> _What the task asks_
Skip the pictures and copy all the data that follows exactly.

> _Given entries_
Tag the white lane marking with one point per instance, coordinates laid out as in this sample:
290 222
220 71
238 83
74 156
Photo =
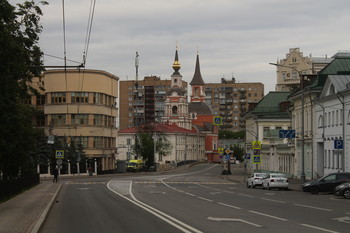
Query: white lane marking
229 192
244 195
313 207
232 220
205 199
319 228
266 199
231 206
190 194
165 217
345 219
267 215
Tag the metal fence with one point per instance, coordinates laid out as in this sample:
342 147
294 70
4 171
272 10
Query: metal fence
12 187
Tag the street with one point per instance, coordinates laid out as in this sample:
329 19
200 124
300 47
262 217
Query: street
192 200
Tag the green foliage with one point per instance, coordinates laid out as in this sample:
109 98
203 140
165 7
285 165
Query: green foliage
20 60
144 144
144 148
227 134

> _Answer for the task_
Tag the white lane marking with one point per instance, coordinates laid out as in this sample:
290 222
220 71
238 83
74 156
Photo =
Query: white lane marking
229 192
244 195
313 207
232 220
205 199
319 228
266 199
231 206
190 194
165 217
345 219
267 215
Tag the metal fence with one point per instance, coordinates laid out as in this sample:
342 147
294 70
4 171
272 10
Query: metal fence
12 187
Tag the street with one point per instance, coordinates laid out as in this sample:
329 19
200 124
300 47
262 217
Query: street
192 200
Tag the green foliage with one point per instance, coordinates laid out as in this sample:
109 98
203 140
165 7
285 165
Query: green foliage
20 60
144 144
144 148
227 134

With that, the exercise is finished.